START Exercise inputs

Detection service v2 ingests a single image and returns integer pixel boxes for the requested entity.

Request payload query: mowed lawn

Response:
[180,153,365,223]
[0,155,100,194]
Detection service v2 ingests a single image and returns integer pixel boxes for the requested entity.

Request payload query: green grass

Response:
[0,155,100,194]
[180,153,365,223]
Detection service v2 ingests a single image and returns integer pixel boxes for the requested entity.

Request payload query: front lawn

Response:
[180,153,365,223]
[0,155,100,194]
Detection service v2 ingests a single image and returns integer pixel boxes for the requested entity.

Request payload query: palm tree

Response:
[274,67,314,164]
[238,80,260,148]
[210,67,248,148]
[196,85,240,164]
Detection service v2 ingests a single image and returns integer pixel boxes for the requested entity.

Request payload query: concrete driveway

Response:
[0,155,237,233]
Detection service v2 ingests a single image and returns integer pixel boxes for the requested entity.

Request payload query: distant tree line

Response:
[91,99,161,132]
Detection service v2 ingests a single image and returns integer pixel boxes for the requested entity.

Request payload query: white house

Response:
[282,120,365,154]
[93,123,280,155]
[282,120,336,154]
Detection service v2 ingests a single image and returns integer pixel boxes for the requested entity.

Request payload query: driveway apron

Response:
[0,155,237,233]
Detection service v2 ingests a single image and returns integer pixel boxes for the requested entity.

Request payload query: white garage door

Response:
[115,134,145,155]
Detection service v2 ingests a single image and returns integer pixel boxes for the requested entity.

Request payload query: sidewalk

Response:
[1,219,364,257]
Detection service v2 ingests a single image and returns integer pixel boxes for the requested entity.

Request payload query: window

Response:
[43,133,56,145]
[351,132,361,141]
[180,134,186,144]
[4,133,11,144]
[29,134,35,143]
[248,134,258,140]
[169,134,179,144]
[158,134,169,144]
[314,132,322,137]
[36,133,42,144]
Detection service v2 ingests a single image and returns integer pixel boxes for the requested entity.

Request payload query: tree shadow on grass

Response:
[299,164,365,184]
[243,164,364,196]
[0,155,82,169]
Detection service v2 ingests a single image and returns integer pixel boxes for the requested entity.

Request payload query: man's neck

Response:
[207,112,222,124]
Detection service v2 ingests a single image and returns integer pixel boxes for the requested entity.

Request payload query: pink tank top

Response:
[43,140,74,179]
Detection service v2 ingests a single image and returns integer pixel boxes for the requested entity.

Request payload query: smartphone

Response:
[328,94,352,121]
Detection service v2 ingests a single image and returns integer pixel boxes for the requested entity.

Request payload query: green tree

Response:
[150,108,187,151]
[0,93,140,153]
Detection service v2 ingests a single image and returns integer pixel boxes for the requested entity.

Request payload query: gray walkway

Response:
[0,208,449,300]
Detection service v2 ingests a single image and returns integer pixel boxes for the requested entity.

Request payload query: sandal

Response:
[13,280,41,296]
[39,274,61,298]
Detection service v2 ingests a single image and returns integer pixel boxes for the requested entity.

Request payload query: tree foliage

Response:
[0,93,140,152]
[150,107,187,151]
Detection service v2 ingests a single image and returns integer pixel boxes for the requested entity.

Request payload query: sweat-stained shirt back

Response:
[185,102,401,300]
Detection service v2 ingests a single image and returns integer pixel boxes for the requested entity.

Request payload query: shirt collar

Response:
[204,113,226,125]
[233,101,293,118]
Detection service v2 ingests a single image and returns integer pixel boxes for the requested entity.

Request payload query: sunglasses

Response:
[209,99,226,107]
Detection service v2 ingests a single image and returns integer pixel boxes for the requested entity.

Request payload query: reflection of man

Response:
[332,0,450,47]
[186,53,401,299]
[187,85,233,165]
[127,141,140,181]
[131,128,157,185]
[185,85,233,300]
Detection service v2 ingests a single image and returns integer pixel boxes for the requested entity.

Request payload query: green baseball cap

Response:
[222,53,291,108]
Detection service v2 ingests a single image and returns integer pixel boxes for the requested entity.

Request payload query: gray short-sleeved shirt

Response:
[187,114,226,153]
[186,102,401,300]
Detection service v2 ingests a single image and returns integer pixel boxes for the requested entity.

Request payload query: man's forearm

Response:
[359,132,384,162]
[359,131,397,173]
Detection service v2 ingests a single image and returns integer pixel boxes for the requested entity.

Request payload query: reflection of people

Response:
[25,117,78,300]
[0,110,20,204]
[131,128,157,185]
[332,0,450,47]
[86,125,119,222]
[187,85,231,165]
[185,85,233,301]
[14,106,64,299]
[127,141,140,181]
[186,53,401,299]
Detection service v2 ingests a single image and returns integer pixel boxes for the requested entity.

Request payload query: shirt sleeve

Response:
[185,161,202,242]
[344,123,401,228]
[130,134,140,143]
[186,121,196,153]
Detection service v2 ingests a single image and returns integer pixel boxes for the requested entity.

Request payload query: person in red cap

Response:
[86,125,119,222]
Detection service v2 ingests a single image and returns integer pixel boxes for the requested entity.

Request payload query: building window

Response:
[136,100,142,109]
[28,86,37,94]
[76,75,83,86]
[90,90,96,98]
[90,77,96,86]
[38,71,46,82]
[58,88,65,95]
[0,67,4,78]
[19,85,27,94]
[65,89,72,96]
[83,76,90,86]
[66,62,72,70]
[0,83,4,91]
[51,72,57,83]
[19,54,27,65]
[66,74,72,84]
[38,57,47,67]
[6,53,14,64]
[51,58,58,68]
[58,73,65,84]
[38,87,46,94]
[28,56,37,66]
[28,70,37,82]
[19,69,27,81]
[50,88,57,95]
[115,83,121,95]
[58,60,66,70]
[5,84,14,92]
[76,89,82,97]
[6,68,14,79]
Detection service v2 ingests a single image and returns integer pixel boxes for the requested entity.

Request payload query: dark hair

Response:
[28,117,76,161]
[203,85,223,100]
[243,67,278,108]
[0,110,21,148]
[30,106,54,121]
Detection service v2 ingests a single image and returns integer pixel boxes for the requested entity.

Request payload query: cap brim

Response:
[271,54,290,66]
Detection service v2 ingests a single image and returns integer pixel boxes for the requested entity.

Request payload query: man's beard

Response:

END Exercise inputs

Determine which lines above include the word "driveway", and report those lines in full.

Solution below:
Request payload query: concrete driveway
Request payload query: driveway apron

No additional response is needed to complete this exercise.